Problem set |
**1)** Reproduce the portion of the practice problem that begins with the words containing "Practice A01 |" and ends with "use L'Hôpital's Rule.", without any alteration.
**2)** State only the number of lines in the entries that contain the string "fishing".

Practice A01 |
\(\displaystyle{\lim_{x\to\pi/2}{\left[\frac{\tan(2x)}{x-\pi/2}\right]}}\) |
If we plug in \( \pi/2 \) for x, we get \( 0/0 \) which is indeterminate. This means we can use L'Hôpital's Rule.
\(\displaystyle{ \lim_{x \to \pi/2}{\left[ \frac{\tan(2x)}{x-\pi/2} \right]} = }\)
\(\displaystyle{\lim_{x \to \pi/2}{\left[ \frac{2 \sec^2(2x)}{1} \right]} = 2 \sec^2(\pi) = 2 }\)
Note: You could also solve this using trig identities (but that's a lot more work).

Data section |
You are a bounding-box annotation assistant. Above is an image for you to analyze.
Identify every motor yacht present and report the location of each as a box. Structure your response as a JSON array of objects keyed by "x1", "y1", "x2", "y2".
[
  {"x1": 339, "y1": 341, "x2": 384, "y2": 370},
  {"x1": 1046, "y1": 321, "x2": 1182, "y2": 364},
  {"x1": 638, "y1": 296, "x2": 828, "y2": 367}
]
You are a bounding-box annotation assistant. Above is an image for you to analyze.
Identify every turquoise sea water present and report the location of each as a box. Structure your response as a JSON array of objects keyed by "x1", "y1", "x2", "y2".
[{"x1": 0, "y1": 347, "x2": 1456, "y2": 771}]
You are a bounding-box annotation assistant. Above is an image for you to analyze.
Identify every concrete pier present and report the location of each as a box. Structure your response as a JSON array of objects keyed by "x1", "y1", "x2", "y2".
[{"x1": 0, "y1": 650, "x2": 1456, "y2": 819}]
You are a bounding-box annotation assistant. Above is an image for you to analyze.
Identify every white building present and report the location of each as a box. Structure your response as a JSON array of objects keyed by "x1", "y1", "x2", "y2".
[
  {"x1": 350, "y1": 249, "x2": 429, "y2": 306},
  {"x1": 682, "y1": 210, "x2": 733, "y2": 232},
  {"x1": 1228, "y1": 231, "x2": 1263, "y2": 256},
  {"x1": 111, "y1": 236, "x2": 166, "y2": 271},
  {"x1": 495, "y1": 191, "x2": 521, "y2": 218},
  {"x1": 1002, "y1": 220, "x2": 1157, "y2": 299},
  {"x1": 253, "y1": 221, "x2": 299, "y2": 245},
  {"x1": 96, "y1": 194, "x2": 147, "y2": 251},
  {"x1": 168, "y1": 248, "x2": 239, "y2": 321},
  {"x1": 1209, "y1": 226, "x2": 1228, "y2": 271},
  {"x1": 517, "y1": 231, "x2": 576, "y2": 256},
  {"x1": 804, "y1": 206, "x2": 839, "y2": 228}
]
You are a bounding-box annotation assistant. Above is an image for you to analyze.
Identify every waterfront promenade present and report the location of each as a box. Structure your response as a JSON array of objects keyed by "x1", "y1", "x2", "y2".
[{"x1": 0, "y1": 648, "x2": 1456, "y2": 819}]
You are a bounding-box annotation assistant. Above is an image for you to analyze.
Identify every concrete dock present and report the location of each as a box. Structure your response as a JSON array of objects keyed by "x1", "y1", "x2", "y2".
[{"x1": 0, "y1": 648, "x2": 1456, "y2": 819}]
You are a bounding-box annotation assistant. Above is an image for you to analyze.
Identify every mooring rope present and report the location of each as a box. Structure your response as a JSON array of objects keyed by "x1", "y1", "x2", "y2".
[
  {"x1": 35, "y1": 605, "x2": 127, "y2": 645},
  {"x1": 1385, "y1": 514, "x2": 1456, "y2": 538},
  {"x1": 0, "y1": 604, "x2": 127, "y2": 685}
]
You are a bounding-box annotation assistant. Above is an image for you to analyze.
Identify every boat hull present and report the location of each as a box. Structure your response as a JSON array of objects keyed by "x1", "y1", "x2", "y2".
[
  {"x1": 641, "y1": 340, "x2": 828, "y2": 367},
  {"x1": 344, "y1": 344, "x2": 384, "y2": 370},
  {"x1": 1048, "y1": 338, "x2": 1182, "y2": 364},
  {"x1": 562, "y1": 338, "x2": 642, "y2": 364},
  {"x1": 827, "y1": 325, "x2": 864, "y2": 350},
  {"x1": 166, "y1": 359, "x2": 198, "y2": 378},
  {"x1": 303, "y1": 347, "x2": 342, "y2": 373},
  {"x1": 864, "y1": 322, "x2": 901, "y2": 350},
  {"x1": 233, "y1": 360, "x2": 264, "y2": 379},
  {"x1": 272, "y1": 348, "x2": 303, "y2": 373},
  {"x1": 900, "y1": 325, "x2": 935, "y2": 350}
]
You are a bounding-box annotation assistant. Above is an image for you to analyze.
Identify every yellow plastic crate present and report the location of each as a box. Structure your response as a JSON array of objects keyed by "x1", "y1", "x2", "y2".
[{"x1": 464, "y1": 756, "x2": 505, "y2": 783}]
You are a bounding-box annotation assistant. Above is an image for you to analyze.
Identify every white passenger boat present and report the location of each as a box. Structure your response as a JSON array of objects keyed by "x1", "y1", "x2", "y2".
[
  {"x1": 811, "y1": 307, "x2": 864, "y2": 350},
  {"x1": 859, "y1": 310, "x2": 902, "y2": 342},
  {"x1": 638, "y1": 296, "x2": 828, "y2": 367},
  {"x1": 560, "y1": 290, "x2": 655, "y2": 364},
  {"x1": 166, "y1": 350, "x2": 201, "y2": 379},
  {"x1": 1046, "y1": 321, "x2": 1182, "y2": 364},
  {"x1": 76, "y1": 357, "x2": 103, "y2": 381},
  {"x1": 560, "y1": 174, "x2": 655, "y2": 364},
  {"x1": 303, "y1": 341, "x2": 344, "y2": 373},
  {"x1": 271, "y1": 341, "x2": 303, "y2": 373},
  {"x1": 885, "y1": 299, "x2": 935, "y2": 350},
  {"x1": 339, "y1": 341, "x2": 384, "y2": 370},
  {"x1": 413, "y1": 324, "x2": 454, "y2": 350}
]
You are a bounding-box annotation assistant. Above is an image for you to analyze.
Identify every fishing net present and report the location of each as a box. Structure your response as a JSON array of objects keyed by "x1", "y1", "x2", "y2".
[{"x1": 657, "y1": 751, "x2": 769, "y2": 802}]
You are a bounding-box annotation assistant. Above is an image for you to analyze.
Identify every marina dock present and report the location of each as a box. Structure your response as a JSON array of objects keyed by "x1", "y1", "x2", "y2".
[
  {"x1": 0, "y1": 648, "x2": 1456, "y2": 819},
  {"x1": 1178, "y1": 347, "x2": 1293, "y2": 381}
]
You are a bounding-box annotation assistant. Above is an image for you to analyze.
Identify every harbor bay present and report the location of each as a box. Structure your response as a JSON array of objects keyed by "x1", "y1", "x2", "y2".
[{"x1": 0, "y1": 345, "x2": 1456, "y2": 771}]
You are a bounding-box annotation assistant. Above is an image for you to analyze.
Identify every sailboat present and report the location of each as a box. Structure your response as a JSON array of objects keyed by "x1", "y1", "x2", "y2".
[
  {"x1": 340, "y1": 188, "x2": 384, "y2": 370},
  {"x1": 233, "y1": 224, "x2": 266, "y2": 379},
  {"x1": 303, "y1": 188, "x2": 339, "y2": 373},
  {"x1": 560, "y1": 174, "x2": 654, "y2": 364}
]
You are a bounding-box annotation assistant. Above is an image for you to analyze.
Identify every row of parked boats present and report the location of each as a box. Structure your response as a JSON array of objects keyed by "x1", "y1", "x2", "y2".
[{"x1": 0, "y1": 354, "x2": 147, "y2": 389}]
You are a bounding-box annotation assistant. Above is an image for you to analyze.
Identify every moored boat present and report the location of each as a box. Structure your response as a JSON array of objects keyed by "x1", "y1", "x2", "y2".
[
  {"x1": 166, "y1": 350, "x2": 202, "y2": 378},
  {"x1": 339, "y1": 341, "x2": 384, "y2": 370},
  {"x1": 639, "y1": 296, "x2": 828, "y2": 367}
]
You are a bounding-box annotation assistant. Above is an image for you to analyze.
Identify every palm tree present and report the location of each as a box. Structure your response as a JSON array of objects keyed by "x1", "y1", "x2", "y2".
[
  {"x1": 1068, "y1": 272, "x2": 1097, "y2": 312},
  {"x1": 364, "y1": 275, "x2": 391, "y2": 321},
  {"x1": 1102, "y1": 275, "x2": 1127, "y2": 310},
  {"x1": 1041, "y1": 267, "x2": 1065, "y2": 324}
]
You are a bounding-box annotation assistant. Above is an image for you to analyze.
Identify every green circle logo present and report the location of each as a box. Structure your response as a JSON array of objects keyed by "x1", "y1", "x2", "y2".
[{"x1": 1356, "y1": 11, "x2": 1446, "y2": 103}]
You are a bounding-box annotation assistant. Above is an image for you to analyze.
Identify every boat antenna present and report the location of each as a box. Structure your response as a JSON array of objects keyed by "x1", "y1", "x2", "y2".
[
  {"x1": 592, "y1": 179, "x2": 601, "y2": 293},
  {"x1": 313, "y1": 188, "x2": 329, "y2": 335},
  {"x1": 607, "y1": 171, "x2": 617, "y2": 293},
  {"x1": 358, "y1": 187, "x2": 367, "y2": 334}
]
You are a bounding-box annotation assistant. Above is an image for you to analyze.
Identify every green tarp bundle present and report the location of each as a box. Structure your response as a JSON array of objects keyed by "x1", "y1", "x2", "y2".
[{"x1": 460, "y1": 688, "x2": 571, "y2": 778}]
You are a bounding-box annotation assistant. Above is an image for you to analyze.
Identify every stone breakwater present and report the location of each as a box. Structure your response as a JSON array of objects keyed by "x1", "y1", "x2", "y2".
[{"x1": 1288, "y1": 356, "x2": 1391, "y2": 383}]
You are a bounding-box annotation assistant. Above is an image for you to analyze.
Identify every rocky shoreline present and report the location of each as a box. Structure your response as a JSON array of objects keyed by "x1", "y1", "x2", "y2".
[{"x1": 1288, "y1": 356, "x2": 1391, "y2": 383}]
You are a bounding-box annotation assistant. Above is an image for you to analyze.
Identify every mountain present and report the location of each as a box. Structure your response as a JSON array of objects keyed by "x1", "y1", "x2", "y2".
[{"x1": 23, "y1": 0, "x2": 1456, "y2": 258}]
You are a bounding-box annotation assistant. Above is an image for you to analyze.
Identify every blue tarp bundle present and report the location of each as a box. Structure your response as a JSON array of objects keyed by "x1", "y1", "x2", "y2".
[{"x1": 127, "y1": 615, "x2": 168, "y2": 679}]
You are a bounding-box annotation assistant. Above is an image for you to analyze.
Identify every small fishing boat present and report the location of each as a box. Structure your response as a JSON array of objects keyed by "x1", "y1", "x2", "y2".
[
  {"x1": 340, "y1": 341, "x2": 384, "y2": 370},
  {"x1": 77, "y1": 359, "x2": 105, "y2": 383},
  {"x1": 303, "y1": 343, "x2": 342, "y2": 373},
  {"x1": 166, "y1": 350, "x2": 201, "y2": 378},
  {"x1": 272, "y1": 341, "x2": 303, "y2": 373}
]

Task responses |
**1)**
Practice A01 |
\(\displaystyle{\lim_{x\to\pi/2}{\left[\frac{\tan(2x)}{x-\pi/2}\right]}}\) |
If we plug in \( \pi/2 \) for x, we get \( 0/0 \) which is indeterminate. This means we can use L'Hôpital's Rule.

**2)** 2